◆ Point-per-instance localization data
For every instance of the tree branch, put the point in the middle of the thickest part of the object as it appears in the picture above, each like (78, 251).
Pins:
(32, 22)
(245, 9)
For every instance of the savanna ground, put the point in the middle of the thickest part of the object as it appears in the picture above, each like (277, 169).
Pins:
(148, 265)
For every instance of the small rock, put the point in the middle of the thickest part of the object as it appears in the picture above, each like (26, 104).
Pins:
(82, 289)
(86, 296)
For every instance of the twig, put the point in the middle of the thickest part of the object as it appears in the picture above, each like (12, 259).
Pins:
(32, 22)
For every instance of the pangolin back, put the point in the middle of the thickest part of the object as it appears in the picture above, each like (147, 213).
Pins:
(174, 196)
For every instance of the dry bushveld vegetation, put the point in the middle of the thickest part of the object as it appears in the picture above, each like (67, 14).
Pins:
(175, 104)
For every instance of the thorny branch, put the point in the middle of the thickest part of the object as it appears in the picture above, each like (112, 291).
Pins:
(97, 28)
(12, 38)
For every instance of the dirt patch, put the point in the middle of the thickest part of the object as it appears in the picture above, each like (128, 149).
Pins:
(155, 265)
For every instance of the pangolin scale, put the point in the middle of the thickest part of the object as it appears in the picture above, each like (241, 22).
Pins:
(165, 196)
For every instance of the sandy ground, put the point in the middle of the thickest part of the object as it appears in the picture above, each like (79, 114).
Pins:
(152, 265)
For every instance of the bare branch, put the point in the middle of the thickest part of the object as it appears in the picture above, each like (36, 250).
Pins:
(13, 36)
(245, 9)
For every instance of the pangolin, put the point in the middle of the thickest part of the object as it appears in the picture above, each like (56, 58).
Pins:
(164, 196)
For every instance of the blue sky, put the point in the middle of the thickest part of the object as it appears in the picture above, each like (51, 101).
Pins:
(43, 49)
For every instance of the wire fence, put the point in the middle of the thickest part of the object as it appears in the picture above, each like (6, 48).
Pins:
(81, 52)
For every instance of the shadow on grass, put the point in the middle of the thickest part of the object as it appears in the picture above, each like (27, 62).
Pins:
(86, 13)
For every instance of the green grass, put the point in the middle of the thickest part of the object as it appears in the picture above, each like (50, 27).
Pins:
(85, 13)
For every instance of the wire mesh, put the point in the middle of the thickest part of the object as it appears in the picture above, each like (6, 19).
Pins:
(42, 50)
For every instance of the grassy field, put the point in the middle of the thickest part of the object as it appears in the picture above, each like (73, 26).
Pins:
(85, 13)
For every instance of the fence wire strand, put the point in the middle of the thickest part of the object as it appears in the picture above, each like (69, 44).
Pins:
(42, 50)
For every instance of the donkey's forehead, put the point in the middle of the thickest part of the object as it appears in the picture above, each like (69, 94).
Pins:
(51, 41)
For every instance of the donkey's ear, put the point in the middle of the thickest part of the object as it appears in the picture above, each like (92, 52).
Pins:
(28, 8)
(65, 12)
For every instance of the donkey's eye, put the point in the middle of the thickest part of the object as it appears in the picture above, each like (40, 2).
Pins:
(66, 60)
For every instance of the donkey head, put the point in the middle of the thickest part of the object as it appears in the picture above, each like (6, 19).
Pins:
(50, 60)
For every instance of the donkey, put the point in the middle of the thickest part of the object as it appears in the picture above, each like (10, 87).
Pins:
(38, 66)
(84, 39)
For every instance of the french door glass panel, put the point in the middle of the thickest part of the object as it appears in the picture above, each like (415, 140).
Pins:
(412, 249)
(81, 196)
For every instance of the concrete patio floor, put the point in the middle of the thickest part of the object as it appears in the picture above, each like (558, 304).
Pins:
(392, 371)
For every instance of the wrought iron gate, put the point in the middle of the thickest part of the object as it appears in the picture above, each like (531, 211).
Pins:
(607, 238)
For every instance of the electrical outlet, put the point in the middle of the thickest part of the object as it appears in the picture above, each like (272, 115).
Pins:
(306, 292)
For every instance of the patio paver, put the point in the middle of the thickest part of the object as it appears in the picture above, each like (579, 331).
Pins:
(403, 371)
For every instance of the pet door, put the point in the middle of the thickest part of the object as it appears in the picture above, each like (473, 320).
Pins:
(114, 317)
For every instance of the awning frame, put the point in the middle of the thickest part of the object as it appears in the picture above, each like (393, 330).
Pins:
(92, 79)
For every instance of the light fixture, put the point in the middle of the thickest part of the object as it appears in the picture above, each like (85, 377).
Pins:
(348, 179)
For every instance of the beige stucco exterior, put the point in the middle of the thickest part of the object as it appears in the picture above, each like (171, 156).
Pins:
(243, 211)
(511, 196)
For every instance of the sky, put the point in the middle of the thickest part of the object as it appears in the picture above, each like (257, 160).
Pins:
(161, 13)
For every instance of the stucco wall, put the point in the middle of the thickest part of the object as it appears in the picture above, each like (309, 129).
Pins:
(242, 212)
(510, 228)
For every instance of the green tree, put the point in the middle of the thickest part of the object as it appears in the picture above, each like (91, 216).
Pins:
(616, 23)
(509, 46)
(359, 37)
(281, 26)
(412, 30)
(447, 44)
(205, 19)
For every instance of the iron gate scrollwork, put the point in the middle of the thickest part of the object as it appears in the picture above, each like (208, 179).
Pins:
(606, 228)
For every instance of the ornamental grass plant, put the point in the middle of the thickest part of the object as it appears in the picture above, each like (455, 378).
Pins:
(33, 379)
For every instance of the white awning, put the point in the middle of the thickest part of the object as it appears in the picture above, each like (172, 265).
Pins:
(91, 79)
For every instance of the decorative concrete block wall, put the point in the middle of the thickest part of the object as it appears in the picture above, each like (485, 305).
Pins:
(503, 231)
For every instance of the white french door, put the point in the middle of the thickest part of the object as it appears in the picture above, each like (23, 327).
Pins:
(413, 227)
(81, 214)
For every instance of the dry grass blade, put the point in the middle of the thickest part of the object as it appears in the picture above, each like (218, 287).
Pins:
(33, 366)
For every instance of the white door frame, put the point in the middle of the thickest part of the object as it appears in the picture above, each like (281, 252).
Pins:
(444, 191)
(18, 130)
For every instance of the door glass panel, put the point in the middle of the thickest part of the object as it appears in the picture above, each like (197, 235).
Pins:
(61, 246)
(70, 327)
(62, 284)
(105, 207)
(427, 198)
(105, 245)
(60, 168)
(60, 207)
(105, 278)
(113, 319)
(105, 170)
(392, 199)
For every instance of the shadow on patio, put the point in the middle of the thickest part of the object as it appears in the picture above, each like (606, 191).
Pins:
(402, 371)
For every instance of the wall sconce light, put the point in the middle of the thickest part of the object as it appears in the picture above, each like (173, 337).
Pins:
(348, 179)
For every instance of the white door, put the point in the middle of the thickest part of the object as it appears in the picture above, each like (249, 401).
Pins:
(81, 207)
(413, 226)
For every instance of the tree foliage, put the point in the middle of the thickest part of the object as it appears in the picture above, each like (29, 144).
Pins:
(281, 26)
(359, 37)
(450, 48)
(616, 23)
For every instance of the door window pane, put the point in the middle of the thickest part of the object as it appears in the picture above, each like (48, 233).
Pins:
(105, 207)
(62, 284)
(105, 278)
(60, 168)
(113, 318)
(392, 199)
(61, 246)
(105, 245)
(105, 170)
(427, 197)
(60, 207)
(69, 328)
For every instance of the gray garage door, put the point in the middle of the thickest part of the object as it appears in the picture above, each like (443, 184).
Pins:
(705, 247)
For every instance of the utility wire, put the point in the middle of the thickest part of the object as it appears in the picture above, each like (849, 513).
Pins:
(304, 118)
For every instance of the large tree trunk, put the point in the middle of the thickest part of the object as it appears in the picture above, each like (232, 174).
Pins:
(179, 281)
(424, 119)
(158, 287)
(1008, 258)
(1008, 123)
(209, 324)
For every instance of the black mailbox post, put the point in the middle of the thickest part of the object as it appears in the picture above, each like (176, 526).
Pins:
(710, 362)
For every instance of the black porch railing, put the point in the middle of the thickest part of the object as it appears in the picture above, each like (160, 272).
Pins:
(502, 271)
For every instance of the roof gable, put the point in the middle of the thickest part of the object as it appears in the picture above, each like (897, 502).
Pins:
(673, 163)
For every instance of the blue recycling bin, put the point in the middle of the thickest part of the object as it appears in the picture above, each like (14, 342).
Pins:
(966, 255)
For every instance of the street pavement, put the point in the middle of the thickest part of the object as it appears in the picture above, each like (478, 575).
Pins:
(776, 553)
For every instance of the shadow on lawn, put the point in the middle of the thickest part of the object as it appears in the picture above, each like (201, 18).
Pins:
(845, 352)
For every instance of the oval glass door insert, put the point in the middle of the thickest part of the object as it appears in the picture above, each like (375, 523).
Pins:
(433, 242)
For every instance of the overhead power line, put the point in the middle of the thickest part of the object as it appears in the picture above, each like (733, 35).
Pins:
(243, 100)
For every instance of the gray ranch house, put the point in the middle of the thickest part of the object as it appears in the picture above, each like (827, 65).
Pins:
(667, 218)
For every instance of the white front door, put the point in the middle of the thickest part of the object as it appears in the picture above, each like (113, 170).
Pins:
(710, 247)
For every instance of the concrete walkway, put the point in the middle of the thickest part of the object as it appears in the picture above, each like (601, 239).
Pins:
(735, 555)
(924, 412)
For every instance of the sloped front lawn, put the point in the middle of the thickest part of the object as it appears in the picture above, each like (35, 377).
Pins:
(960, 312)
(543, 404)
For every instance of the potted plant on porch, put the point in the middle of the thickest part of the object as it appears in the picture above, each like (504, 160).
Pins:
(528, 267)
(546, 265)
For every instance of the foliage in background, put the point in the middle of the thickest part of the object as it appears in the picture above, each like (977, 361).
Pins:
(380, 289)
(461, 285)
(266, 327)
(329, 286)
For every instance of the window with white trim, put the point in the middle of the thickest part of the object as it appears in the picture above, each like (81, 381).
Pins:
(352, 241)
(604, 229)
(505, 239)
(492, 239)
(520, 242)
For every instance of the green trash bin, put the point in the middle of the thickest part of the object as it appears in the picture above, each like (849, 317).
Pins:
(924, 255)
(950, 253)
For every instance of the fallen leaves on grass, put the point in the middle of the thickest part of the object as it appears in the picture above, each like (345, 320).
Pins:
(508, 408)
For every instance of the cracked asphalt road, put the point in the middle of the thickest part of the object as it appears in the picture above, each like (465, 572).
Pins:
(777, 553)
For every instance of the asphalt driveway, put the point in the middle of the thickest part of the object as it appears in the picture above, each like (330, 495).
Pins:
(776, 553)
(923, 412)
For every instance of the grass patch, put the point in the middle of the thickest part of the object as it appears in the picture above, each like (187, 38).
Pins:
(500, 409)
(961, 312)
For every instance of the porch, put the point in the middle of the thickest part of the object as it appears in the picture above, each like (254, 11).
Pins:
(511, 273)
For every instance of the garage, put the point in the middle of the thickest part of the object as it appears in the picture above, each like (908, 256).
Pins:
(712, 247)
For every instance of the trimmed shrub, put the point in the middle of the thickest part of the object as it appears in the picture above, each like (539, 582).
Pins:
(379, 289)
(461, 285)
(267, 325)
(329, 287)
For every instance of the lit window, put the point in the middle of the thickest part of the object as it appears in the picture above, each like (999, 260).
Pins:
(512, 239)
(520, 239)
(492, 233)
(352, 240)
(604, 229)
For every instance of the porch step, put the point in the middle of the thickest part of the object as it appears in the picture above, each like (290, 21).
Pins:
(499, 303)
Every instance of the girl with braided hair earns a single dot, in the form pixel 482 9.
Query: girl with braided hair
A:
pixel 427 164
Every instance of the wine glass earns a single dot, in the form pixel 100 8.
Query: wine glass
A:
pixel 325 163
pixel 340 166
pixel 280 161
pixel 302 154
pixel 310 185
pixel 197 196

◆ Exercise
For every line above that includes the string "gray", copy the line.

◆ Solution
For every instance of the gray garage door, put the point in the middle of the thickest part of the object as it appears in the picture above, each like (443, 184).
For every instance of the gray ranch house, put the point in the middle of the thickest part of the object as it appears in the picture above, each like (827, 65).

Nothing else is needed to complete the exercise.